------ Data ------

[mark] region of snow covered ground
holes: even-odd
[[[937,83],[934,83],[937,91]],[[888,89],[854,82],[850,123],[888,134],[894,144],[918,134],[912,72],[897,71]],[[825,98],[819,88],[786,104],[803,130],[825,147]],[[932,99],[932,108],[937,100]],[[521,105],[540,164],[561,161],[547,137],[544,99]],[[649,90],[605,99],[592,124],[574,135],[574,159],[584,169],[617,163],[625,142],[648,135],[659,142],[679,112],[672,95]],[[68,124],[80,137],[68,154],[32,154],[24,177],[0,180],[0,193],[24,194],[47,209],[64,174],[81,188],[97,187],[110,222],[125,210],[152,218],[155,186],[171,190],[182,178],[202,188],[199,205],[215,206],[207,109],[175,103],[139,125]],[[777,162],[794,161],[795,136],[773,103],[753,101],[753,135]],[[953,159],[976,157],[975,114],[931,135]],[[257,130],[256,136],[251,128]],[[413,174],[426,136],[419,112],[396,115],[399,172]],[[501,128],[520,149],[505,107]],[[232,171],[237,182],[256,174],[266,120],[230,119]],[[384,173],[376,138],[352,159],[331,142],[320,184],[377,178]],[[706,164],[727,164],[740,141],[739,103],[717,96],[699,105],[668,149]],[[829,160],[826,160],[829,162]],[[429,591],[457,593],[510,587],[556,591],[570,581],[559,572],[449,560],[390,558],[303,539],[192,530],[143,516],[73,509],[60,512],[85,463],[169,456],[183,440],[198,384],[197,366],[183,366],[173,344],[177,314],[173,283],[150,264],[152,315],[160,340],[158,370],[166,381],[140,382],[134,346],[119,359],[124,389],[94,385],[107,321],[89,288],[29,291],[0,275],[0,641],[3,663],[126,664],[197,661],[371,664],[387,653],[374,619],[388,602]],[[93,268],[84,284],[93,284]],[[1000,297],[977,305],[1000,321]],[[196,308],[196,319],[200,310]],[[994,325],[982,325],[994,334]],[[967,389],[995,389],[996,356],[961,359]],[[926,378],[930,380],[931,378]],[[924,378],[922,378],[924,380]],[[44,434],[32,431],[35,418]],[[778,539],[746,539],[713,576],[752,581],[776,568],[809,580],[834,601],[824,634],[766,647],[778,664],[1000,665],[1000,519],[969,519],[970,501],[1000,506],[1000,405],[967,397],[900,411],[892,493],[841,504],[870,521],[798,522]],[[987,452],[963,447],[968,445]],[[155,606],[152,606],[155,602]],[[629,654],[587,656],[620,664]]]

------
------ Data ------

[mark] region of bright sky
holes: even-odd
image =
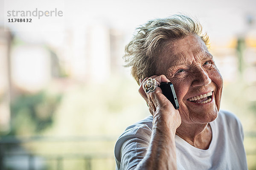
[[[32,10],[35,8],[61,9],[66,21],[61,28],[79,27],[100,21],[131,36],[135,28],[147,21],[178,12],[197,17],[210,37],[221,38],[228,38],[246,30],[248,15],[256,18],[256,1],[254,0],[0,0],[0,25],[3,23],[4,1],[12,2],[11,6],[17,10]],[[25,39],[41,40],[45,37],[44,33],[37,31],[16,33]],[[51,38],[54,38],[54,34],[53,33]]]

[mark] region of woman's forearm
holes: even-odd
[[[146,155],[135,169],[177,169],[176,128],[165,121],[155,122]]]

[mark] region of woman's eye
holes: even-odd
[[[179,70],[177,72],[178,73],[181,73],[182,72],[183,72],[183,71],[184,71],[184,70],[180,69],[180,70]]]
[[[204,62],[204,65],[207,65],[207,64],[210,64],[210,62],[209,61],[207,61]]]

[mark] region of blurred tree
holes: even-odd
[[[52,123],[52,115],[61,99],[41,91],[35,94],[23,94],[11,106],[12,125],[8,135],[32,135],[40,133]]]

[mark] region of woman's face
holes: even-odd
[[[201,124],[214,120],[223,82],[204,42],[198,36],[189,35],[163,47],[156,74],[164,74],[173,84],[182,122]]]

------
------ Data ------

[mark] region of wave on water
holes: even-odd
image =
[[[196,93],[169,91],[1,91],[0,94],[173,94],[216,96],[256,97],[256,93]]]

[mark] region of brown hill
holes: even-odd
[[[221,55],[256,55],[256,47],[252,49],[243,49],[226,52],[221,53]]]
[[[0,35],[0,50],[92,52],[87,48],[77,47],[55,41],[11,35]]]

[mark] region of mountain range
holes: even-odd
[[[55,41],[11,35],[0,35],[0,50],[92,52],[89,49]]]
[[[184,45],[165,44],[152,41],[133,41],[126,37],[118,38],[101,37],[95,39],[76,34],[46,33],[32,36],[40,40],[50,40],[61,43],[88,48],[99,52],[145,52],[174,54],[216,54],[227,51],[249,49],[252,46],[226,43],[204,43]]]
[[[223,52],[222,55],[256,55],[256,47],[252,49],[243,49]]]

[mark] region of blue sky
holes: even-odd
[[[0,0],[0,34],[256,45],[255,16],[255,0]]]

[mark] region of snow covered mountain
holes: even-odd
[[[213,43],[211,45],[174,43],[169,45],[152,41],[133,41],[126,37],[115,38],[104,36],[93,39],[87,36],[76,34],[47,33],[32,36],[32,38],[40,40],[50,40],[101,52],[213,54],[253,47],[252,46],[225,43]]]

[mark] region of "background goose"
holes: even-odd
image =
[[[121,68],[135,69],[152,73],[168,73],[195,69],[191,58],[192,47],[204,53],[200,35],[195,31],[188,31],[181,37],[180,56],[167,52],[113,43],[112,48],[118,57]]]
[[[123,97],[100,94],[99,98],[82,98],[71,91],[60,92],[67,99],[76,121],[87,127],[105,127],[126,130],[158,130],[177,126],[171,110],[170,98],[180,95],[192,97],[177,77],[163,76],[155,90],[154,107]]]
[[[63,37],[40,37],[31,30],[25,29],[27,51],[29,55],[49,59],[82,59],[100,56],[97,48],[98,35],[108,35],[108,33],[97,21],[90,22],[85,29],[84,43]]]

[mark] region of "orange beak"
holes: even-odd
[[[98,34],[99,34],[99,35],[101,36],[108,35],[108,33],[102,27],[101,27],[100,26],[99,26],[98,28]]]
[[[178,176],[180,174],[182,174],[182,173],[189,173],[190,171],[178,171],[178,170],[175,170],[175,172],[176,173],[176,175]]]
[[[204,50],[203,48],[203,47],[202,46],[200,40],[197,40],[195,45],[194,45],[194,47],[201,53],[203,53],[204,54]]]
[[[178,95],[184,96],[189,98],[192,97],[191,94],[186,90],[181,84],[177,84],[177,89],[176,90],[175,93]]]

------

Exercise description.
Recast everything above from the line containing "[mark] region of brown hill" down to the line containing "[[[0,0],[0,34],[256,45],[255,16],[255,0]]]", both ends included, as a JSON list of strings with one string per line and blank lines omitted.

Correct result.
[
  "[mark] region of brown hill",
  "holes: even-odd",
  "[[[221,55],[256,55],[256,47],[252,49],[243,49],[226,52],[221,53]]]",
  "[[[0,35],[0,50],[92,52],[87,48],[77,47],[55,41],[11,35]]]",
  "[mark] region of mountain range",
  "holes: even-odd",
  "[[[55,41],[11,35],[0,35],[0,50],[92,52],[89,49]]]",
  "[[[184,45],[165,44],[152,41],[133,41],[126,37],[118,38],[101,37],[95,39],[76,34],[46,33],[32,36],[40,40],[50,40],[61,43],[88,48],[99,52],[145,52],[174,54],[216,54],[227,51],[249,49],[252,46],[226,43],[204,43]]]",
  "[[[223,52],[222,55],[256,55],[256,47],[252,49],[243,49]]]",
  "[mark] region of blue sky",
  "holes: even-odd",
  "[[[0,0],[0,34],[256,45],[255,16],[255,0]]]"
]